EXERCICE PROPOSÉ A: Indiquez si chacune des affirmations suivantes concorde avec le texte sur la dette québécoise en répondant par oui ou par non, puis citez mot pour mot le passage qui tranche. (i) Selon l’ASSÉ, le taux d’imposition sur les entreprises privées était de 40 % en 1960. (ii) La dette québécoise est attribuée à des dépenses trop élevées par rapport au revenu. (iii) Entre 1970 et 1996, la dette québécoise est passée de 11 % à 43 % du PIB.
----- TEXTE EXTRAIT
Bien qu’il y ait du vrai dans ces propos, il serait réducteur de voir dans ces politiques néolibérales des mesures strictement « comptables ». Elles sont plutôt portées par une vision politique de la société québécoise.
L’historique de la dette québécoise
Lorsque l’on examine l’origine de la dette québécoise, là où le rapport a curieusement été très silencieux, on remarque que les taux d’intérêts et les baisses d’impôts sont les causes principales de cet endettement. En effet, l’économiste Louis Gil mentionne dans son texte, les dettes souveraines, que les taux d’intérêt sur le service de la dette, durant la période de 1970 à 1996, ont été nettement supérieurs au solde primaire excédentaire du Québec. De ce fait, il souligne que « le solde cumulé des revenus et dépenses sans le service de la dette (solde primaire) a été un surplus de 5 milliards de dollars » [1] . Ainsi, la dette ne fut pas causée par trop de dépenses par rapport au revenu, mais plutôt par des taux d’intérêt oscillants entre 7 et 12% sur le service de la dette de 71 milliards [2]. C’est ce qui a créé un déficit de 66 milliards de dollars et qui a fait passer la dette québécoise de 11% à 43% de son PIB durant cette période [3]. En outre, la dette du Québec provient non pas d’une société vivant au-dessus de ses moyens, mais des emprunts faits par l’État sur les marchés financiers, et ce, à de très forts taux d’intérêt.
Or, ces emprunts auraient très bien pu être évités si la fiscalité québécoise avait bien fonctionné. Cela implique une juste part des contributions de l’entreprise privée dans les fonds publics ainsi que l’abolition des paradis fiscaux. En effet, comme le souligne l’économiste David McDonald, « les entreprises non financières ont accumulé 500 milliards de dollars en comptes bancaires qu’elles n’utilisent pas ». Il établit que chaque réduction d’un pour cent du taux d’imposition représente deux milliards de dollars de moins dans les coffres de l’État. Selon l’Association pour une solidarité syndicale étudiante (ASSÉ), le taux d’imposition sur les entreprises privées était de 40% en 1960, il est tombé à environ 25% en 1990 pour finalement atteindre 15% en 2013.
Il semble que le déséquilibre budgétaire ne soit pas attribué à trop de dépenses, mais plutôt à un manque de revenus qui lui, s’explique par la complaisance des États envers l’évasion fiscale et les baisses d’impôt aux entreprises privées.
Vers un État aminci...
----------
----- DONNÉES DE LA TÂCHE
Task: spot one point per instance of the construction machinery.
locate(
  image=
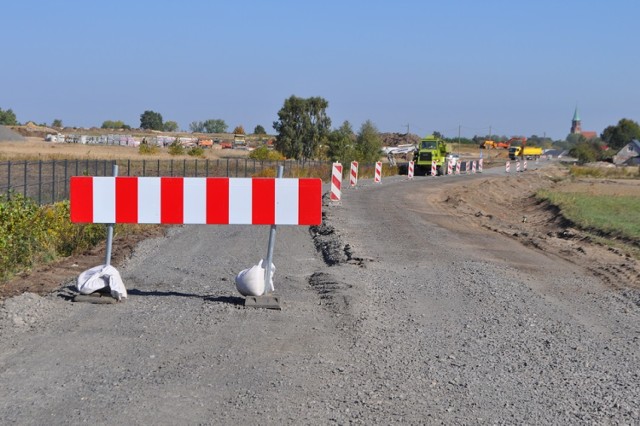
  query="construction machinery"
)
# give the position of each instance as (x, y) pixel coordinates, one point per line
(430, 149)
(503, 144)
(527, 152)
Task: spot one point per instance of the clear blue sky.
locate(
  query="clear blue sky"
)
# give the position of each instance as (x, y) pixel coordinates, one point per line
(520, 67)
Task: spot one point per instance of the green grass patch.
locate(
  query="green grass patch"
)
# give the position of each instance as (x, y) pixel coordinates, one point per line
(32, 235)
(616, 216)
(605, 172)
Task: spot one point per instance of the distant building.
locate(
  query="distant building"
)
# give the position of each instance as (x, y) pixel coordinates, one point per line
(576, 127)
(629, 155)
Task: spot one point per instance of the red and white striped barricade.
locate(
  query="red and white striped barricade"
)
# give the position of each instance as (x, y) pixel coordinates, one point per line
(185, 200)
(336, 182)
(353, 180)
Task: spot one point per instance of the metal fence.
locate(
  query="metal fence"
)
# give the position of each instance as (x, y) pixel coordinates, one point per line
(47, 182)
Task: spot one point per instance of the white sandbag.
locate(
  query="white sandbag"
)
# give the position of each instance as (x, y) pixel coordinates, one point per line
(250, 282)
(99, 277)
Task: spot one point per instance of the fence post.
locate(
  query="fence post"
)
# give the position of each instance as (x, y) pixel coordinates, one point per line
(9, 180)
(53, 182)
(39, 182)
(24, 190)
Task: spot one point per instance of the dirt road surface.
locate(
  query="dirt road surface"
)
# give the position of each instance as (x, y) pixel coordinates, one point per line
(420, 302)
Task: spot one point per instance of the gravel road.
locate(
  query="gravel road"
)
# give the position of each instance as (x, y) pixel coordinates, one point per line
(391, 314)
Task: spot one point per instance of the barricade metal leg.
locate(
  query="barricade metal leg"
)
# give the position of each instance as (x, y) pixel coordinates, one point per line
(267, 300)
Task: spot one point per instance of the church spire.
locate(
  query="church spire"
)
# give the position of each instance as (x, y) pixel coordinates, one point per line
(576, 126)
----------
EXERCICE PROPOSÉ B: Montrez chaque ligne des enregistrements où figure la chaîne "church", en respectant la casse.

RÉPONSE RÉDIGÉE A:
(i) Oui : « le taux d’imposition sur les entreprises privées était de 40% en 1960 ».
(ii) Non : « la dette ne fut pas causée par trop de dépenses par rapport au revenu ».
(iii) Oui : « a fait passer la dette québécoise de 11% à 43% de son PIB durant cette période ».

RÉPONSE RÉDIGÉE B:
Task: spot one point per instance of the church spire.
  query="church spire"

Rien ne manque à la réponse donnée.